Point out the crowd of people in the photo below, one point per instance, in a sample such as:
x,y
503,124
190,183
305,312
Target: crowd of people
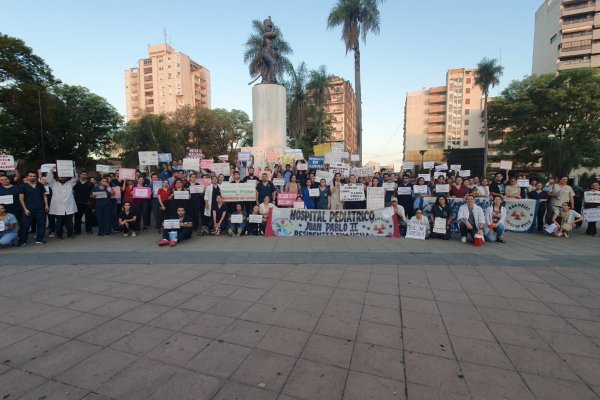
x,y
181,203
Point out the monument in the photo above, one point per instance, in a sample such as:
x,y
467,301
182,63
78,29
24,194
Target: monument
x,y
268,102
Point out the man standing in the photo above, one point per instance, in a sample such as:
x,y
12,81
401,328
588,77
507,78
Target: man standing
x,y
34,203
82,192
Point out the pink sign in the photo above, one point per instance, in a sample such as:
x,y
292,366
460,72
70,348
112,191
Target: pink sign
x,y
141,192
286,199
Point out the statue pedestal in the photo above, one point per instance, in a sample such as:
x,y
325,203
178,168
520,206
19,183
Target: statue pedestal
x,y
268,120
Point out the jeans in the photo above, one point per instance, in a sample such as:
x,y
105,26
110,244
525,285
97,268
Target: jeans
x,y
64,220
40,218
492,237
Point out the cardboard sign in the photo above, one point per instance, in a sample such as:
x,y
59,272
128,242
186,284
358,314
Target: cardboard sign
x,y
352,193
191,164
506,165
148,157
126,174
141,192
7,162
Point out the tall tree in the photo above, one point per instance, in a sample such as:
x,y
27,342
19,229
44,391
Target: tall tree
x,y
318,87
550,120
297,96
357,18
254,51
487,76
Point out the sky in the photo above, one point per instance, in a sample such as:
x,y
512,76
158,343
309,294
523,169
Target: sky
x,y
92,43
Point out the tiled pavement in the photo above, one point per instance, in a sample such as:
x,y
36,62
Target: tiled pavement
x,y
109,323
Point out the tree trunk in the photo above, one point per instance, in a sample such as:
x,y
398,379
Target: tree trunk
x,y
358,101
485,149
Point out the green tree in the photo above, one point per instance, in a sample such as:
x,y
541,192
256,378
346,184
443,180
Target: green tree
x,y
357,18
254,46
552,120
487,75
318,88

**Objective**
Return every entry above word for word, without the picture.

**Written solution**
Point out the crowd of people in the photo below, one point per instance, in a sample such as:
x,y
503,124
190,183
305,312
Target: crowd of people
x,y
181,203
Point out the monument in the photo above, one point per instance, in a sample such as:
x,y
467,301
182,63
78,29
24,194
Target: monument
x,y
268,102
Point out the man standing in the photo above, one point per instance, in a sample such as:
x,y
12,81
401,328
588,77
507,78
Target: man standing
x,y
34,203
82,192
Point out the pink sign in the photo above, one point per instance, in a sample such as:
x,y
292,366
460,72
70,348
112,191
Target: pink sign
x,y
141,192
286,199
Point out the statue pedestal in the photo above, one point per instance, in a sample such as:
x,y
325,203
178,168
520,206
19,183
Target: statue pedestal
x,y
268,120
Point out the jeans in the photo above, one point per instance, in a sample such as:
x,y
105,26
110,244
525,285
97,268
Target: jeans
x,y
64,220
40,218
492,237
Point out the cardboard sign in the photo above, one point per instance, in a sample such as:
x,y
59,272
128,242
186,284
358,314
Target: cardboard sign
x,y
352,193
191,164
506,165
148,157
126,174
141,192
7,162
Point out the tall tree in the photo above, one point per instance, in a sample such as:
x,y
27,342
19,229
44,391
Target: tall tree
x,y
318,87
550,120
297,96
357,18
254,51
487,76
Point out the sky in the photo above, one point per instance, in a sample such as:
x,y
512,76
158,343
309,294
523,169
Target: sky
x,y
92,43
Point out the tiled pavement in the photo above, one point per instance, in a sample such as:
x,y
36,62
Target: tiled pavement
x,y
109,323
Point out the tree trunk in the photo above, one point per instance, in a sample such as:
x,y
398,379
Target: tree trunk
x,y
358,101
485,149
Point out the green tree in the photo above, one point per instance, in a sample such as:
x,y
541,192
256,378
346,184
443,180
Target: green tree
x,y
357,18
254,46
552,120
487,75
318,88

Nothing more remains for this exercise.